Find the word "small" in the data below and copy each line that holds it.
BEGIN
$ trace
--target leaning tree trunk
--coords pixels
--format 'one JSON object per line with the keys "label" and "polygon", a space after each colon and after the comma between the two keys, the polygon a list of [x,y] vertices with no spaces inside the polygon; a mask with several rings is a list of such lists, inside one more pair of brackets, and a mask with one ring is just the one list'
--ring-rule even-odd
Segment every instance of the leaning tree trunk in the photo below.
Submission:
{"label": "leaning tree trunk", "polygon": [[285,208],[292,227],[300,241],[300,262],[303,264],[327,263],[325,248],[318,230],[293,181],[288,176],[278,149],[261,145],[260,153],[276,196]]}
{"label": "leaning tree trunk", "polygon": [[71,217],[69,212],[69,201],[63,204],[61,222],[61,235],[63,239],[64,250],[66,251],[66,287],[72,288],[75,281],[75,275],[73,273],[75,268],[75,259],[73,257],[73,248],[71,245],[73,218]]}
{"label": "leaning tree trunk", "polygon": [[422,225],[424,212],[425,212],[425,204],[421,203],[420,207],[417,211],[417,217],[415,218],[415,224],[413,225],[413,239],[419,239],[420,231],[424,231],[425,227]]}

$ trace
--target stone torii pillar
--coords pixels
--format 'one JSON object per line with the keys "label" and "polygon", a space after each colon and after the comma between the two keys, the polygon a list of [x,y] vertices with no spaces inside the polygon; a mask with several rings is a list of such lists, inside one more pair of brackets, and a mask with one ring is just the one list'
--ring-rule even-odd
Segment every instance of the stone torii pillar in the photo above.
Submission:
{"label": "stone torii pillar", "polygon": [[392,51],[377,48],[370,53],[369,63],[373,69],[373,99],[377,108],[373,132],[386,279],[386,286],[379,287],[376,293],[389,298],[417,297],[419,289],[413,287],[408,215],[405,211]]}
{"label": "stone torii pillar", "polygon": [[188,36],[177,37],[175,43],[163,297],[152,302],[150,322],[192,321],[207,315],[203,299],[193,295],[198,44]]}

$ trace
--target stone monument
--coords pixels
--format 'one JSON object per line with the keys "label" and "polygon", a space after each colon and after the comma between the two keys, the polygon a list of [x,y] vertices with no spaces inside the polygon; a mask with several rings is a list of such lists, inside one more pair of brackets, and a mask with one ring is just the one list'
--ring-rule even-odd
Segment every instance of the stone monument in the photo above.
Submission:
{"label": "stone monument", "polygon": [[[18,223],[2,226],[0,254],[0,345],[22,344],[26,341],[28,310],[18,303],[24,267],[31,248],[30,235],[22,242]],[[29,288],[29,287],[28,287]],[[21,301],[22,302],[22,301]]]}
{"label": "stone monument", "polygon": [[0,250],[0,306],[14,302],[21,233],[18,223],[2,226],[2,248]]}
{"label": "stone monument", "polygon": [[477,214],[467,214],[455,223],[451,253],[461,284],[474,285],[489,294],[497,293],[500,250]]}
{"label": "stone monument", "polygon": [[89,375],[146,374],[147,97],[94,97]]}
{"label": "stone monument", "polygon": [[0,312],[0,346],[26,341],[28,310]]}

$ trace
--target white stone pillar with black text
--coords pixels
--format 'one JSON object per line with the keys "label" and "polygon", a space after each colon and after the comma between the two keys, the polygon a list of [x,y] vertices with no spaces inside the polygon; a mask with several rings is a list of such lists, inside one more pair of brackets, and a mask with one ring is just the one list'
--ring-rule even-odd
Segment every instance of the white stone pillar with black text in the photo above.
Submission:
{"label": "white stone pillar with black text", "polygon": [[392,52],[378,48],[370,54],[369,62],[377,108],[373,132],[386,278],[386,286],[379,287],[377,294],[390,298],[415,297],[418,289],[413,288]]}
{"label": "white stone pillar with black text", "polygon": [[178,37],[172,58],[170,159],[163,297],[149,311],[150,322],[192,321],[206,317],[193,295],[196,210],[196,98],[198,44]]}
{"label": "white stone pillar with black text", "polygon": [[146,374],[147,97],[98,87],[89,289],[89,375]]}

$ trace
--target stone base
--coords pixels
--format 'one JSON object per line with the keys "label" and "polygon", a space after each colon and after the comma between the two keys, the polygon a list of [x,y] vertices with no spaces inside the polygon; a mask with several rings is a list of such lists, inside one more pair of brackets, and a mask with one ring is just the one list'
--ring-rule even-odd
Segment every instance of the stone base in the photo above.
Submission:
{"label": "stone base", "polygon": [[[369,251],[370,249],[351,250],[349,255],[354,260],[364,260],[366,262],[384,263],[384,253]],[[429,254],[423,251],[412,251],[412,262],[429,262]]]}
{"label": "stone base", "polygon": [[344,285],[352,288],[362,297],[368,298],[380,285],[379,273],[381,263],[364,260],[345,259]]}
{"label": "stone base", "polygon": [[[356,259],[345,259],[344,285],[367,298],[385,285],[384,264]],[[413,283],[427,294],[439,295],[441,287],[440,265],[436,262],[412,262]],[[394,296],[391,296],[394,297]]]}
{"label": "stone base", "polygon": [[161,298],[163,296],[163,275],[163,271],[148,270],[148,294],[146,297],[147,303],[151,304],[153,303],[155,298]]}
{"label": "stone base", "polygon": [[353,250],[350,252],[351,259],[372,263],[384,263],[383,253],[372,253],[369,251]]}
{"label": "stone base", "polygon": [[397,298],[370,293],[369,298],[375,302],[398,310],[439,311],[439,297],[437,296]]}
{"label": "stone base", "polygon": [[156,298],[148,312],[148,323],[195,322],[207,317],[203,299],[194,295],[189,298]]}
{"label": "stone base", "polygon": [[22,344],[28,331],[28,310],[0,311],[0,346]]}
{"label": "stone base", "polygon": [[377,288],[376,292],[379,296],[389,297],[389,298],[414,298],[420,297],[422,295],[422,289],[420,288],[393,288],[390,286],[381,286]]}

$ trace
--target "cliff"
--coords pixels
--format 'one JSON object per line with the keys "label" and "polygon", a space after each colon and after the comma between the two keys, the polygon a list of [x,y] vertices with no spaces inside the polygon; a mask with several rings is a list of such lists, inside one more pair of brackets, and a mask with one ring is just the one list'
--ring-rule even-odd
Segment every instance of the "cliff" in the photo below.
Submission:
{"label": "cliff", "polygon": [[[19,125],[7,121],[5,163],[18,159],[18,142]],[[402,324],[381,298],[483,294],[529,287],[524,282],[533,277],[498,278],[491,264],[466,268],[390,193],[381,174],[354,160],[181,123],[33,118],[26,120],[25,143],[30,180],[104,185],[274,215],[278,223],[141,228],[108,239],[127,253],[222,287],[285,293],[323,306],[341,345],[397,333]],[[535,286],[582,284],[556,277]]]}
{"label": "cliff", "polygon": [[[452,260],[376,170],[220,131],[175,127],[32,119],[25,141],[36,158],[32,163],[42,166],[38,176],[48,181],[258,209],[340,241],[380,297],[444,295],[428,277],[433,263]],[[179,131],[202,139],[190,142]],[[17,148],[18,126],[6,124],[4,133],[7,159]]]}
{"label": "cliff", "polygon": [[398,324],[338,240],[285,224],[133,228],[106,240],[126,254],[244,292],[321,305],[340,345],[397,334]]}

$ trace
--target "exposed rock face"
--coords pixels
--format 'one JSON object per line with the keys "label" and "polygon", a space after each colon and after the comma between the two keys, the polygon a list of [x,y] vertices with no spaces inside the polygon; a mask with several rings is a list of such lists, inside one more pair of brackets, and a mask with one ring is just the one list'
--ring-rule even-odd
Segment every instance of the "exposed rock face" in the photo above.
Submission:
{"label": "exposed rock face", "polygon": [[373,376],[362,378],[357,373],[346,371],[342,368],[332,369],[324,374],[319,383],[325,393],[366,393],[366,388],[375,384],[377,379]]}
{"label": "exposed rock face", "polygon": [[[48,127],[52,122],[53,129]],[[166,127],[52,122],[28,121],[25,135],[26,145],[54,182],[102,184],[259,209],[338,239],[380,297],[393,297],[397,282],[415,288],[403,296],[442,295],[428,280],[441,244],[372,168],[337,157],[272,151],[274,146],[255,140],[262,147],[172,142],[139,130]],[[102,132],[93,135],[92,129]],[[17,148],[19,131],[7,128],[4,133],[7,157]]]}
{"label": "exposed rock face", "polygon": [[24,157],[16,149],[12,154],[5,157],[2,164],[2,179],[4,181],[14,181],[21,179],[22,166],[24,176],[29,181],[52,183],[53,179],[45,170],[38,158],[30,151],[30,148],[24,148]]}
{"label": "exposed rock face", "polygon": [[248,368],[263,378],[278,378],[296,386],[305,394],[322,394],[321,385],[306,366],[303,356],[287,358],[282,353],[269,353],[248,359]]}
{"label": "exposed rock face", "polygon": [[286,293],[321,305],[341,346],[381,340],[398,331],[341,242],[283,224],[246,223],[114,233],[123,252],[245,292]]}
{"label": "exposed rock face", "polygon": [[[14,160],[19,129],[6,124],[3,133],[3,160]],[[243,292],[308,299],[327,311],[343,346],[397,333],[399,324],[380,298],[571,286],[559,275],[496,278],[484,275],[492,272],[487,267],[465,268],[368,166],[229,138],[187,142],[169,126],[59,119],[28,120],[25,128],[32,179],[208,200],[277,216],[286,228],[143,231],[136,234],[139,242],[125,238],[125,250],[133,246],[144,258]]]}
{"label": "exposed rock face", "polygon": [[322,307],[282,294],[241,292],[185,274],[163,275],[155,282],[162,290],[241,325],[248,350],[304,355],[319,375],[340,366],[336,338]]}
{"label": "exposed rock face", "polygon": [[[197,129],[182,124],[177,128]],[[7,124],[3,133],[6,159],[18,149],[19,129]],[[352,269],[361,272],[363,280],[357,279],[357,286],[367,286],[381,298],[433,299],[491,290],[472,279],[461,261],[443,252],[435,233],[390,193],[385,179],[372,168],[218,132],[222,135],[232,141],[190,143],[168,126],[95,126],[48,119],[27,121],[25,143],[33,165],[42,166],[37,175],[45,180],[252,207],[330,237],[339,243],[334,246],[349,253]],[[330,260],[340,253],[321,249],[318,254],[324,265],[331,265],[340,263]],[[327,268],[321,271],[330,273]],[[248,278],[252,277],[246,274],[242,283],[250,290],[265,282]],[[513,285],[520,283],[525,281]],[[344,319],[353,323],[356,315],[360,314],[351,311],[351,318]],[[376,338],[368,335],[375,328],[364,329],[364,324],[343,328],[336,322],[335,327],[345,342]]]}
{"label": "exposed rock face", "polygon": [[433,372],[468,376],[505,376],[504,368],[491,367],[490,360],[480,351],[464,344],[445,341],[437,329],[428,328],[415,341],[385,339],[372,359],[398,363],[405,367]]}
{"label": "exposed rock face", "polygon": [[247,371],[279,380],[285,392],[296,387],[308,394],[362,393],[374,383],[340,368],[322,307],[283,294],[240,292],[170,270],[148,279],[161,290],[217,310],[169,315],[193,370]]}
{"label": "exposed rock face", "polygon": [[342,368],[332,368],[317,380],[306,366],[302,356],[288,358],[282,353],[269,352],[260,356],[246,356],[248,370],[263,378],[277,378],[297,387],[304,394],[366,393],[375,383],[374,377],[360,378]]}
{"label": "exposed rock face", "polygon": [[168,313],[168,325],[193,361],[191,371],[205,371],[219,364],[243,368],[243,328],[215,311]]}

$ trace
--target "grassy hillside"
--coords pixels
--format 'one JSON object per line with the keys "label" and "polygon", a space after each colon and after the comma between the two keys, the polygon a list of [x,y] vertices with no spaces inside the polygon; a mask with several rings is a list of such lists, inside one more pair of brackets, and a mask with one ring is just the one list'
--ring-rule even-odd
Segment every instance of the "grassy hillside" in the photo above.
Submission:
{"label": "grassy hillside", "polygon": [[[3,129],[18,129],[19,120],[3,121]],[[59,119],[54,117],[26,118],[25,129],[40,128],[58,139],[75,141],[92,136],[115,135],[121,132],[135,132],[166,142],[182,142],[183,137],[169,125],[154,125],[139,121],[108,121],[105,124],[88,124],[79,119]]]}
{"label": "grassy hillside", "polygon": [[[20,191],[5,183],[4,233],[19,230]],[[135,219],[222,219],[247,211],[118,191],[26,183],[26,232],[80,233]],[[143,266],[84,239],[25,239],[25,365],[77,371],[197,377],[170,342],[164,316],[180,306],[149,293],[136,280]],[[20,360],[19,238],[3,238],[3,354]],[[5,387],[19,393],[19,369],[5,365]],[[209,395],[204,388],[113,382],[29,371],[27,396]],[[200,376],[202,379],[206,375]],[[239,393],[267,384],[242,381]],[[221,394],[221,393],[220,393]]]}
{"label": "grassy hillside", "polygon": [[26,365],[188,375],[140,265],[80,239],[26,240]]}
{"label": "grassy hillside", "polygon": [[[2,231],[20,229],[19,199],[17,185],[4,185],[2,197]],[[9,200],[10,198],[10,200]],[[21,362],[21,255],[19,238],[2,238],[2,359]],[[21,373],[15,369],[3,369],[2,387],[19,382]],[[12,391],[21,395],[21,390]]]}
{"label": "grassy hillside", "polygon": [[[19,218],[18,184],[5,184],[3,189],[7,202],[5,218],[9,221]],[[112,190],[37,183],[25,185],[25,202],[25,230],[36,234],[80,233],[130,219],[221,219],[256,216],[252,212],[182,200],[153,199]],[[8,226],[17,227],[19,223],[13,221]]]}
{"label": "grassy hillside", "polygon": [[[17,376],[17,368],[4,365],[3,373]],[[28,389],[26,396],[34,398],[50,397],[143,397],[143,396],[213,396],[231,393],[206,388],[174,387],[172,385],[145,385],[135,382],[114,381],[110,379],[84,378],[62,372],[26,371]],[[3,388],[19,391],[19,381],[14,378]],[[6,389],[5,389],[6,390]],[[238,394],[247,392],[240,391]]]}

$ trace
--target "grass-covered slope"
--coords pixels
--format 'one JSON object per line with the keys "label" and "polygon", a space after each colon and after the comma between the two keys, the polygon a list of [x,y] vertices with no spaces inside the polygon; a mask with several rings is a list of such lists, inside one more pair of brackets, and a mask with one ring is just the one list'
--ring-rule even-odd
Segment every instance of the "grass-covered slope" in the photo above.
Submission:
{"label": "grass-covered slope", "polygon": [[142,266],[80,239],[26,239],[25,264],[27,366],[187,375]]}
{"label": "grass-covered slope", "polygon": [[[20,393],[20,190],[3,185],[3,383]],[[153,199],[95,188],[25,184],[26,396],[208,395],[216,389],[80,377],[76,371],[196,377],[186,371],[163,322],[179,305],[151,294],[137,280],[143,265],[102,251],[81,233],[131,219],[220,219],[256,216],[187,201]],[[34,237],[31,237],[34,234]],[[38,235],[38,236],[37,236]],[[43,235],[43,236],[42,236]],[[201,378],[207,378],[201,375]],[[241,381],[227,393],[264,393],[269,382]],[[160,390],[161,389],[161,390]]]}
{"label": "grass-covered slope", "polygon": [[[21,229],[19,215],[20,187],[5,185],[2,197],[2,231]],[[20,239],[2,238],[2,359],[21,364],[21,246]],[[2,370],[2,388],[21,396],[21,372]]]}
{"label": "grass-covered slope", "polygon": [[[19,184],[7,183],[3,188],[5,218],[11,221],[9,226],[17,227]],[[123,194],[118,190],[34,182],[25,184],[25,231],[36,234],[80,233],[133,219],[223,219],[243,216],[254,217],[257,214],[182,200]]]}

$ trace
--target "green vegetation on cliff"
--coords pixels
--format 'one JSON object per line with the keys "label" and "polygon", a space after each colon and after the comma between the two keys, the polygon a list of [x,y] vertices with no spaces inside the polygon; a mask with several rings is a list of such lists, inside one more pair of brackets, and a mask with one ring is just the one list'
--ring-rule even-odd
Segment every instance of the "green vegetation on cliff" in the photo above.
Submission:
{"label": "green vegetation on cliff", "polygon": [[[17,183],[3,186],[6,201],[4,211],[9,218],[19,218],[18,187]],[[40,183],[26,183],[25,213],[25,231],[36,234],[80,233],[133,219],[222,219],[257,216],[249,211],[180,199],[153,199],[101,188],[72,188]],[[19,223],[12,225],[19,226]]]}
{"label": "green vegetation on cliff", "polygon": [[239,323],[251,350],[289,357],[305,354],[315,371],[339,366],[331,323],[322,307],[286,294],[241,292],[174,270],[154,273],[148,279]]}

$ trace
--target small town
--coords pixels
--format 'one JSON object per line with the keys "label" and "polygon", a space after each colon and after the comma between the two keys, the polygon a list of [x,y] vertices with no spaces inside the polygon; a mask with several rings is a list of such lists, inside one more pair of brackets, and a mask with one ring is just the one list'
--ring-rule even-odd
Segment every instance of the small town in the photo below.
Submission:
END
Exercise result.
--target small town
Segment every instance of the small town in the photo below.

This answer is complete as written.